++++ Extracted entries ++++

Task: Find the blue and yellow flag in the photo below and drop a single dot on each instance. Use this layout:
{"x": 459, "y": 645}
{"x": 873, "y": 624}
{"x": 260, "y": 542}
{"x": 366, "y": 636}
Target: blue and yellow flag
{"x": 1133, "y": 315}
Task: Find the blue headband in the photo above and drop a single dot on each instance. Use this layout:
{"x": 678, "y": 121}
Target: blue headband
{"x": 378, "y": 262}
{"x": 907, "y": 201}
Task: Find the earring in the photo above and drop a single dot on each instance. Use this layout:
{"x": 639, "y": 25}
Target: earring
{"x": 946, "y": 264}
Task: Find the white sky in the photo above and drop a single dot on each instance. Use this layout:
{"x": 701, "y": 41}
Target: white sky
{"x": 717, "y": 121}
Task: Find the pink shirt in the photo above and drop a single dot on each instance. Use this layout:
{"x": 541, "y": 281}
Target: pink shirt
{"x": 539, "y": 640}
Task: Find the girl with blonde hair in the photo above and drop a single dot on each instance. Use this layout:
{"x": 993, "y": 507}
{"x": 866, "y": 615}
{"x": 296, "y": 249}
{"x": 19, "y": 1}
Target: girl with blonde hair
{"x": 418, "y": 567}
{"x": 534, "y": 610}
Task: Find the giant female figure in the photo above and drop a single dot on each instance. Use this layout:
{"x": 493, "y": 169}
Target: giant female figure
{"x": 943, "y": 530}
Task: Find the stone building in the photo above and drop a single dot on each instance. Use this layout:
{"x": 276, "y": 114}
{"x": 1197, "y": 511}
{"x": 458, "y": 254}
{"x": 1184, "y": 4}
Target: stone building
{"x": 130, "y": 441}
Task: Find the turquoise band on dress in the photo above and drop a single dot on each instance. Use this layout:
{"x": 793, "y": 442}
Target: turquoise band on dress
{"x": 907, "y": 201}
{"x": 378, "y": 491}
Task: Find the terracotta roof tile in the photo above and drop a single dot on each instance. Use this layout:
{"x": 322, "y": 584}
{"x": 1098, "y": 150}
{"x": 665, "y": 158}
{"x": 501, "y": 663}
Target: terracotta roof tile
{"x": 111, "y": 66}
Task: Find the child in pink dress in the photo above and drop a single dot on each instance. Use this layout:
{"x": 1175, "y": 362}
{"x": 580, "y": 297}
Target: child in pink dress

++++

=== Written request ===
Rewrite all of the data above, replacing "drop a single dot" with "place one marker" and leaving everything else unchanged.

=== Task solution ===
Task: Find the blue and yellow flag in the photo below and place one marker on each instance. Use this layout:
{"x": 459, "y": 645}
{"x": 873, "y": 624}
{"x": 260, "y": 542}
{"x": 366, "y": 636}
Target: blue and yellow flag
{"x": 1133, "y": 315}
Task: Find the blue headband in the photo above and place one marker on each instance. Use this layout:
{"x": 678, "y": 121}
Target: blue headband
{"x": 378, "y": 262}
{"x": 907, "y": 201}
Task: Find the earring in the photo above and place one marker on each instance. Use this layout:
{"x": 639, "y": 25}
Target: earring
{"x": 946, "y": 264}
Task: Find the white sky in the photo above and place one marker on each instance. Use this layout:
{"x": 701, "y": 41}
Target: white sky
{"x": 717, "y": 121}
Task: Find the pink shirt in the photo above and place one marker on each instance. Use this layout:
{"x": 541, "y": 281}
Target: pink shirt
{"x": 539, "y": 640}
Task: Find the girl with blonde hair in the photo above and place one marker on each instance. Use this layout:
{"x": 993, "y": 507}
{"x": 866, "y": 615}
{"x": 296, "y": 249}
{"x": 19, "y": 1}
Target: girl with blonde hair
{"x": 418, "y": 567}
{"x": 534, "y": 610}
Task: Find the giant female figure in the photo above and place one marker on each instance. Use this layout:
{"x": 493, "y": 169}
Target: giant female figure
{"x": 943, "y": 530}
Task: Find the stone building in the photo above and place one marker on each instance. Use this layout:
{"x": 276, "y": 114}
{"x": 1197, "y": 511}
{"x": 458, "y": 254}
{"x": 1184, "y": 4}
Target: stone building
{"x": 130, "y": 441}
Task: Find the turquoise band on dress in the photo above and place one marker on each instance. Use this layout:
{"x": 793, "y": 442}
Target: turquoise band on dress
{"x": 907, "y": 201}
{"x": 378, "y": 491}
Task: Find the terracotta roof tile in the photo above and place one marker on each instance. Use this layout:
{"x": 322, "y": 584}
{"x": 1098, "y": 150}
{"x": 665, "y": 158}
{"x": 501, "y": 663}
Target: terracotta roof tile
{"x": 111, "y": 66}
Task: Find the child in pink dress in the photo above and place one marker on each instance. Use this layout:
{"x": 1175, "y": 362}
{"x": 580, "y": 297}
Target: child in pink dress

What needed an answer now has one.